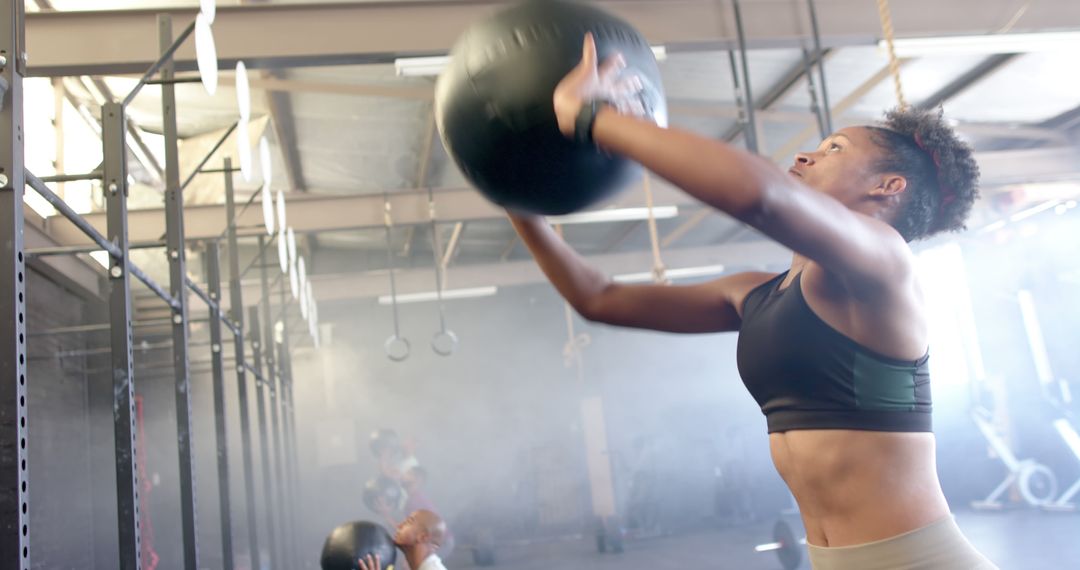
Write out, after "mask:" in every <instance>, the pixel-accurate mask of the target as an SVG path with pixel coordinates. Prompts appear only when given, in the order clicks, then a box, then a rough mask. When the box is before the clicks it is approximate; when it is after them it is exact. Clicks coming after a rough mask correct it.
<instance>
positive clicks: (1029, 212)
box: [1009, 200, 1061, 221]
mask: <svg viewBox="0 0 1080 570" xmlns="http://www.w3.org/2000/svg"><path fill="white" fill-rule="evenodd" d="M1059 202H1061V201H1059V200H1051V201H1049V202H1043V203H1041V204H1039V205H1037V206H1031V207H1029V208H1027V209H1022V211H1020V212H1017V213H1015V214H1013V215H1012V216H1009V221H1020V220H1023V219H1027V218H1030V217H1031V216H1035V215H1036V214H1039V213H1040V212H1045V211H1048V209H1050V208H1052V207H1054V206H1056V205H1057V204H1058V203H1059Z"/></svg>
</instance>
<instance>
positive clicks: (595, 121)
mask: <svg viewBox="0 0 1080 570" xmlns="http://www.w3.org/2000/svg"><path fill="white" fill-rule="evenodd" d="M608 106H610V104H609V103H608V101H606V100H603V99H593V100H591V101H589V103H585V104H584V105H582V106H581V110H580V111H578V118H577V119H576V120H575V121H573V139H575V140H577V141H578V142H593V126H594V125H595V124H596V116H597V114H598V113H599V112H600V109H603V108H604V107H608Z"/></svg>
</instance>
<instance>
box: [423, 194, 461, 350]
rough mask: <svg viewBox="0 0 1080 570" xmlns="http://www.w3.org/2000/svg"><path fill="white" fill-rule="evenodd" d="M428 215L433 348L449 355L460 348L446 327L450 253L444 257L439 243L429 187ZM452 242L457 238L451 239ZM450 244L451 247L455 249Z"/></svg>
mask: <svg viewBox="0 0 1080 570" xmlns="http://www.w3.org/2000/svg"><path fill="white" fill-rule="evenodd" d="M428 217H429V218H430V219H431V254H432V256H434V258H435V297H436V299H437V301H438V331H437V333H435V335H434V336H433V337H431V350H433V351H435V354H438V355H440V356H449V355H450V354H454V351H455V350H456V349H457V348H458V336H457V335H455V334H454V331H453V330H450V329H448V328H446V308H445V307H443V271H445V270H446V264H447V263H448V262H449V254H447V258H446V259H443V254H442V247H440V245H438V226H437V225H436V223H435V196H434V194H433V193H432V191H431V188H430V187H429V188H428ZM450 241H451V242H454V241H456V240H453V239H451V240H450ZM453 248H454V246H450V248H449V249H453Z"/></svg>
○ ○ ○
» Job item
Put every line of the rows above into a JSON list of strings, one string per line, with blank lines dropped and the pictures left out.

» Worked solution
[
  "Write out, after \"mask:\" in every <instance>, the pixel-accurate mask of the target as an SVG path with pixel coordinates. Prompts appear only when given, in the order clicks, then a box, then a rough mask. When the box is before the clicks it is approximate; when it is after them it is exact. Clicks coming after a rough mask correct it.",
  "<instance>",
  "positive clicks: (1029, 212)",
  "box: [1009, 200, 1061, 221]",
  "mask: <svg viewBox=\"0 0 1080 570\" xmlns=\"http://www.w3.org/2000/svg\"><path fill=\"white\" fill-rule=\"evenodd\" d=\"M1059 202H1061V201H1059V200H1051V201H1049V202H1043V203H1041V204H1039V205H1037V206H1031V207H1029V208H1027V209H1022V211H1020V212H1017V213H1015V214H1013V215H1012V216H1009V221H1020V220H1023V219H1027V218H1030V217H1031V216H1035V215H1036V214H1039V213H1040V212H1045V211H1048V209H1050V208H1052V207H1054V206H1056V205H1057V204H1058V203H1059Z\"/></svg>",
  "</instance>",
  "<instance>",
  "positive clicks: (595, 121)",
  "mask: <svg viewBox=\"0 0 1080 570\" xmlns=\"http://www.w3.org/2000/svg\"><path fill=\"white\" fill-rule=\"evenodd\" d=\"M608 106H610V104H609V103H608V101H606V100H603V99H593V100H591V101H589V103H585V104H584V105H582V106H581V110H580V111H578V118H577V119H576V120H575V121H573V139H575V140H577V141H578V142H593V126H594V125H595V124H596V116H597V114H598V113H599V112H600V109H603V108H604V107H608Z\"/></svg>",
  "</instance>",
  "<instance>",
  "box: [423, 194, 461, 350]",
  "rough mask: <svg viewBox=\"0 0 1080 570\" xmlns=\"http://www.w3.org/2000/svg\"><path fill=\"white\" fill-rule=\"evenodd\" d=\"M428 215L433 348L449 355L460 348L446 327L450 253L444 257L439 243L429 187ZM452 242L457 238L451 239ZM450 244L451 247L455 249Z\"/></svg>",
  "mask: <svg viewBox=\"0 0 1080 570\" xmlns=\"http://www.w3.org/2000/svg\"><path fill=\"white\" fill-rule=\"evenodd\" d=\"M428 217H429V218H430V219H431V254H432V256H434V258H435V297H436V299H437V301H438V331H437V333H435V335H434V336H433V337H431V350H433V351H435V354H438V355H440V356H449V355H450V354H454V351H455V350H456V349H457V348H458V336H457V335H455V334H454V331H453V330H450V329H448V328H446V308H445V307H443V271H445V270H446V264H447V263H448V262H449V254H447V258H446V259H443V254H442V247H440V245H438V226H437V225H436V223H435V196H434V194H433V193H432V191H431V188H430V187H429V188H428ZM450 241H451V242H454V241H456V240H453V239H451V240H450ZM453 248H454V246H450V248H449V249H453Z\"/></svg>"
]